* TASK TO COMPLETE *
Please write out each line of the records below as a JSON list of strings, one string per line, leaving out any blank lines.

* STORED DATA *

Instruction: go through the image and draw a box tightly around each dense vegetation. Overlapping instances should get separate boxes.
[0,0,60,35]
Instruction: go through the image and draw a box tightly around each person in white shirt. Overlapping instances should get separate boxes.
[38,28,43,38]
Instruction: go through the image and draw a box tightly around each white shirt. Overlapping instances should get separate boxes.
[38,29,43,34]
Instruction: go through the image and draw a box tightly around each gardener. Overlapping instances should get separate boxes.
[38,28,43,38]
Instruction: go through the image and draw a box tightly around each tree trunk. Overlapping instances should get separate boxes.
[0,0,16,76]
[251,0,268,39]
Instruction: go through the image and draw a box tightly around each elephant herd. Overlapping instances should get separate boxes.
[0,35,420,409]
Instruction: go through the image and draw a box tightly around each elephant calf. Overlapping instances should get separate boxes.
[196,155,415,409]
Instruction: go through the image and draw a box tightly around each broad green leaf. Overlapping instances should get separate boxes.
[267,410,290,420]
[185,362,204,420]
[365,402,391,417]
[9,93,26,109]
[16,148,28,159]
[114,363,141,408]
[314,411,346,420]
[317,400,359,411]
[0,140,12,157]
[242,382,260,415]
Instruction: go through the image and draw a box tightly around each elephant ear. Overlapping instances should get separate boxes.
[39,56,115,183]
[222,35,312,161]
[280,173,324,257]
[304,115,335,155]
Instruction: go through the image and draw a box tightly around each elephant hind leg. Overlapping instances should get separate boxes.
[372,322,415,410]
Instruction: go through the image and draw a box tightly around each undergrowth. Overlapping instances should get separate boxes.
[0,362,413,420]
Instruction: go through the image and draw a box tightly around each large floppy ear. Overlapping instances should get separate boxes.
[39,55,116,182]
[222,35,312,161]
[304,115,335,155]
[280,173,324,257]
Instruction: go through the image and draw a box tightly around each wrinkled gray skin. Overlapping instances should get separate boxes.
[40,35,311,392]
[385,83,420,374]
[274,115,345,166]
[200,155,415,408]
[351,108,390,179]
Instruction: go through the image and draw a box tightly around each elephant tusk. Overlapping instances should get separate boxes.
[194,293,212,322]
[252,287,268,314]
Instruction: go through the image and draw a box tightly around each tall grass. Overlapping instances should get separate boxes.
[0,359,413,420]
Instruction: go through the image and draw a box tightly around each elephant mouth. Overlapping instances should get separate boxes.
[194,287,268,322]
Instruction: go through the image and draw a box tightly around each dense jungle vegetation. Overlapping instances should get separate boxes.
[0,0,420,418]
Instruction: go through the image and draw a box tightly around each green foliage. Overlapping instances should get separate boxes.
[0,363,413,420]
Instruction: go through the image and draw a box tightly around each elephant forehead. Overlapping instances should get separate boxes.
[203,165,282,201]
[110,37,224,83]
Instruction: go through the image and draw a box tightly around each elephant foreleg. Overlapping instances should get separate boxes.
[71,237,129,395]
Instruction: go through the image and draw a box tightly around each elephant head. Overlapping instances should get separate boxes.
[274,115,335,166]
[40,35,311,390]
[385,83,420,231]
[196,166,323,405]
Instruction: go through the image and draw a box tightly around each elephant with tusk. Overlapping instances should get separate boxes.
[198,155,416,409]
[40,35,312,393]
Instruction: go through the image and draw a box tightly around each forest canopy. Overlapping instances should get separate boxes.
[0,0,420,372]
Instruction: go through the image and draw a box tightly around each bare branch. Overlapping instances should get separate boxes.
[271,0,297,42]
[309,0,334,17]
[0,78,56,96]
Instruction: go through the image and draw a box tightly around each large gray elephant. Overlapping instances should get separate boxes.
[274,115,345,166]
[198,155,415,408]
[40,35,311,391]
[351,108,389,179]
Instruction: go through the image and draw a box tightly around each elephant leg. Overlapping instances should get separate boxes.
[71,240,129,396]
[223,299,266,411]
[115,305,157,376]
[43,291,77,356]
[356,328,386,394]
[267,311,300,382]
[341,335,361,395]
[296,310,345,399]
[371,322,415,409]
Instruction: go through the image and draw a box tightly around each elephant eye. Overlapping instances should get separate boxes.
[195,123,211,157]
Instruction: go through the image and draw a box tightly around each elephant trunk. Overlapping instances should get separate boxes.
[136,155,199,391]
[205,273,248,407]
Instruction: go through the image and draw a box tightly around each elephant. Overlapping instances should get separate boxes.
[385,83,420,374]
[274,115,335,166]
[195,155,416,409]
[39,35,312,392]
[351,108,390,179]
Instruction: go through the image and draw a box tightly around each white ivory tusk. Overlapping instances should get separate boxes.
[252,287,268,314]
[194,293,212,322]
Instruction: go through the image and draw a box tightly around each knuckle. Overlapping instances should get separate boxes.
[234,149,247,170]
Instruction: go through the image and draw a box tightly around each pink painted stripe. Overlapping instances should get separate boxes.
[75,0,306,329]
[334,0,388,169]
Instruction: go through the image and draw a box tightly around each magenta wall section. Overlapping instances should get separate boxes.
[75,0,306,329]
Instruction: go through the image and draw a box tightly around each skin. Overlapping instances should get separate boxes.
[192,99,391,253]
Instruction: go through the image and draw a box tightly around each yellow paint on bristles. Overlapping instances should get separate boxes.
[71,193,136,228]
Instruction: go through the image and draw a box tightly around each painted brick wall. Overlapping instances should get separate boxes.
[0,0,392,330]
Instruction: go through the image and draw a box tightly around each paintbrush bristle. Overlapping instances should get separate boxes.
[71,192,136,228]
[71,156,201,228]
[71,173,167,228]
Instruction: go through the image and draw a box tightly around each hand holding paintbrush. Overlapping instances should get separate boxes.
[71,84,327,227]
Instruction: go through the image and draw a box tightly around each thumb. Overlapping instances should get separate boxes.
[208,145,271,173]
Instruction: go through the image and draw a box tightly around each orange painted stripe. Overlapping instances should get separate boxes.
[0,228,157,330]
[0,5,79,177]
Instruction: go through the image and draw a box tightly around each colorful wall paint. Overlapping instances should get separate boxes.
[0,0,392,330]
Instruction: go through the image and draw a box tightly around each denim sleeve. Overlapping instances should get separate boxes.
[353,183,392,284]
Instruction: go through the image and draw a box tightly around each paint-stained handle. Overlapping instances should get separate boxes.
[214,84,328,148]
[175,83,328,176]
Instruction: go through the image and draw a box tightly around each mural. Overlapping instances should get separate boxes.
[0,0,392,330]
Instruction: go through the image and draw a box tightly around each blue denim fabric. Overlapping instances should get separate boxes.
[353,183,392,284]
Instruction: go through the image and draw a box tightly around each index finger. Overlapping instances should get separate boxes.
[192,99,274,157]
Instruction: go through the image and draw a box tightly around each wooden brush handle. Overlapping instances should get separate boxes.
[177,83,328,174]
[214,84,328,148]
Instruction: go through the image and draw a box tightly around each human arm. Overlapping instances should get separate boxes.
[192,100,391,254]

* RIGHT ANSWER *
[
  "Instruction: go through the image and draw a box tightly around each dense vegetation. Overlapping instances should get separate boxes.",
  "[0,0,60,35]",
  "Instruction: go through the image and draw a box tightly around each person in white shirt. Overlapping instances should get separate boxes.",
  "[38,28,43,38]",
  "Instruction: go through the image and draw a box tightly around each white shirt. Overlapping instances should get separate boxes.",
  "[38,29,43,34]",
  "Instruction: go through the image and draw a box tightly around each gardener. Overlapping instances should get separate boxes.",
  "[38,28,43,38]",
  "Instruction: go through the image and draw a box tightly around each tree trunk. Overlapping instances should get separate boxes.",
  "[0,0,16,76]",
  "[251,0,268,39]",
  "Instruction: go through the image and draw a box tightly around each elephant herd. Overlapping instances should get separate boxes.",
  "[0,35,420,409]",
  "Instruction: go through the image and draw a box tightly around each elephant calf. Overlapping instances should get separate boxes.",
  "[196,155,415,409]",
  "Instruction: go through the image and draw a box tightly around each broad green leaf. Overlapping instances should get separate boxes.",
  "[267,410,290,420]",
  "[185,362,204,420]",
  "[365,402,391,417]",
  "[9,93,26,109]",
  "[16,148,28,159]",
  "[114,363,141,408]",
  "[314,411,346,420]",
  "[317,400,359,411]",
  "[0,140,12,157]",
  "[242,382,260,415]",
  "Instruction: go through the image and draw a box tightly around each elephant ear. Overlapping instances should get separate boxes.",
  "[39,56,115,183]",
  "[222,35,312,161]",
  "[280,173,324,257]",
  "[304,115,335,155]",
  "Instruction: go through the image and draw a box tightly around each elephant hind leg. Overlapping instances should get separate boxes.",
  "[372,322,415,410]",
  "Instruction: go through the image and draw a box tightly around each undergrowth. Overlapping instances should get separate boxes.",
  "[0,362,413,420]",
  "Instruction: go through the image and draw a box tightly around each large floppy ear. Overlapping instances should get separate boxes.",
  "[39,55,116,182]",
  "[222,35,312,161]",
  "[304,115,335,155]",
  "[280,173,324,257]",
  "Instruction: go through the image and draw a box tightly around each wrinkled gray skin. Overlapping instances should get separate boxes.",
  "[40,35,311,392]",
  "[385,83,420,374]",
  "[274,115,345,166]",
  "[200,155,415,408]",
  "[351,108,390,179]",
  "Instruction: go through the image and draw a box tightly around each elephant tusk. Overlapping instances should get separate boxes.",
  "[194,293,212,322]",
  "[252,287,268,314]",
  "Instruction: go through the image and draw a box tightly around each tall grass. Overlapping instances should get separate boxes.",
  "[0,359,413,420]",
  "Instruction: go through the image and draw a box tightly around each elephant mouth. Overlapping instances should get separate boxes.",
  "[194,287,268,322]",
  "Instruction: go through the image and draw a box tightly around each dense jungle vegetation. Overlapping instances should get separate boxes.",
  "[0,0,420,418]",
  "Instruction: go through the image and draw a box tightly around each green foliage. Overlapping instances should get separate boxes.",
  "[0,363,413,420]",
  "Instruction: go through the image and draw a box tightly around each elephant forehead. Overlapping instances should get separate boxes.",
  "[203,165,282,201]",
  "[110,37,224,83]",
  "Instruction: go through the image and draw a box tightly around each elephant foreleg. Overlapping instances should get separate boxes.",
  "[71,237,129,395]",
  "Instruction: go through the image and draw a box tightly around each elephant head. Overlapping instances should get separate boxes.",
  "[274,115,335,166]",
  "[40,35,311,390]",
  "[385,83,420,231]",
  "[196,166,323,405]",
  "Instruction: go through the image and draw a box tightly around each elephant with tusk. Overlapping instances should get separate boxes.",
  "[198,155,416,409]",
  "[40,35,312,393]",
  "Instruction: go through the image and draw a box tightly around each forest canopy. Overlapping instances should get separate boxes.",
  "[0,0,420,372]",
  "Instruction: go through the image and draw a box tightly around each bare branch. Overlapping instances should get separate boxes.",
  "[271,0,297,42]",
  "[309,0,334,17]",
  "[0,78,56,96]",
  "Instruction: go through the image and draw a box tightly around each large gray elephant. Overlapping instances should get separate boxes.",
  "[274,115,345,166]",
  "[198,155,415,408]",
  "[40,35,311,391]",
  "[351,108,389,179]",
  "Instruction: go through the image and draw a box tightly around each elephant leg. Overlapping instances should get separate boxes.",
  "[71,240,129,396]",
  "[223,299,266,411]",
  "[115,305,157,376]",
  "[43,291,77,356]",
  "[356,328,386,394]",
  "[267,311,300,382]",
  "[341,335,361,395]",
  "[296,310,345,399]",
  "[371,322,415,409]",
  "Instruction: go through the image and draw a box tightly around each elephant eye. Overlapping instances should get separate boxes.",
  "[195,123,211,157]",
  "Instruction: go through the image and draw a box tightly around each elephant trunk. Overlapping instances should get separate boxes.",
  "[136,155,199,391]",
  "[205,273,248,407]",
  "Instruction: go through the image and draw a box tightly around each elephant. Overlapping instances should get separate boxes.",
  "[385,83,420,374]",
  "[274,115,335,166]",
  "[195,155,416,409]",
  "[39,35,312,392]",
  "[351,108,390,179]",
  "Instruction: go through the image and draw a box tightly around each white ivory tusk. Overlapping instances should get separate boxes.",
  "[252,287,268,314]",
  "[194,293,212,322]",
  "Instruction: go through the image and draw a box tightly around each knuckle. Overlapping instances should get separate boxes.",
  "[234,149,247,170]",
  "Instruction: go through the image and draw a box tightly around each pink painted stripe. Overlapping instances should get separate boxes.",
  "[75,0,306,329]",
  "[334,0,388,169]",
  "Instruction: go through the image and draw a box tightly around each magenta wall section. Overlapping instances should get separate boxes.",
  "[75,0,306,329]",
  "Instruction: go through the image and draw a box tightly around each skin. Overlapping instances should get separate boxes.",
  "[192,99,391,253]",
  "Instruction: go through the image and draw a box tightly around each yellow paint on bristles. Overlapping instances should get separate boxes.",
  "[71,193,136,228]",
  "Instruction: go through the image and draw a box tightly around each painted brick wall. Overlapping instances should get separate boxes.",
  "[0,0,392,330]",
  "Instruction: go through the image and draw a box tightly around each paintbrush bristle. Overlapping instances should get separate boxes.",
  "[71,192,136,228]",
  "[71,156,201,228]",
  "[71,173,167,228]",
  "Instruction: go through the image and draw a box tightly around each hand holding paintbrush. Overlapping instances should get separate boxes.",
  "[71,84,327,227]",
  "Instruction: go through the image and draw a box tightly around each thumb. Overlapping instances should get separate boxes.",
  "[208,145,271,173]",
  "Instruction: go through the image and draw a box tightly around each orange painted stripe. Overlapping instances should get separate boxes.",
  "[0,228,157,330]",
  "[0,5,79,177]",
  "Instruction: go through the image and draw a box tightly around each colorful wall paint. Overlapping instances should get separate boxes.",
  "[0,0,392,330]",
  "Instruction: go through the image and draw a box tightly around each denim sleeve. Overlapping instances should get separate boxes.",
  "[353,183,392,284]",
  "Instruction: go through the image and draw a box tightly around each paint-stained handle. Overlapping instances should get separate boxes.",
  "[214,84,328,148]",
  "[175,83,328,176]",
  "Instruction: go through the image and draw a box tightly around each mural. Overlapping instances should get separate boxes.",
  "[0,0,392,330]",
  "Instruction: go through the image and draw a box tightly around each blue denim fabric. Overlapping instances should get separate boxes.",
  "[353,183,392,284]",
  "Instruction: go through the image and draw a box tightly around each index finger. Overlapping instances should get separate boxes.",
  "[192,99,274,157]",
  "Instruction: go through the image and draw a box tightly around each wooden brush handle. Overlapping instances should get separate boxes.",
  "[177,83,328,174]",
  "[214,84,328,148]",
  "Instruction: go through the image and draw a box tightly around each human arm. Overlapping instances should get separate boxes.",
  "[192,100,391,254]"
]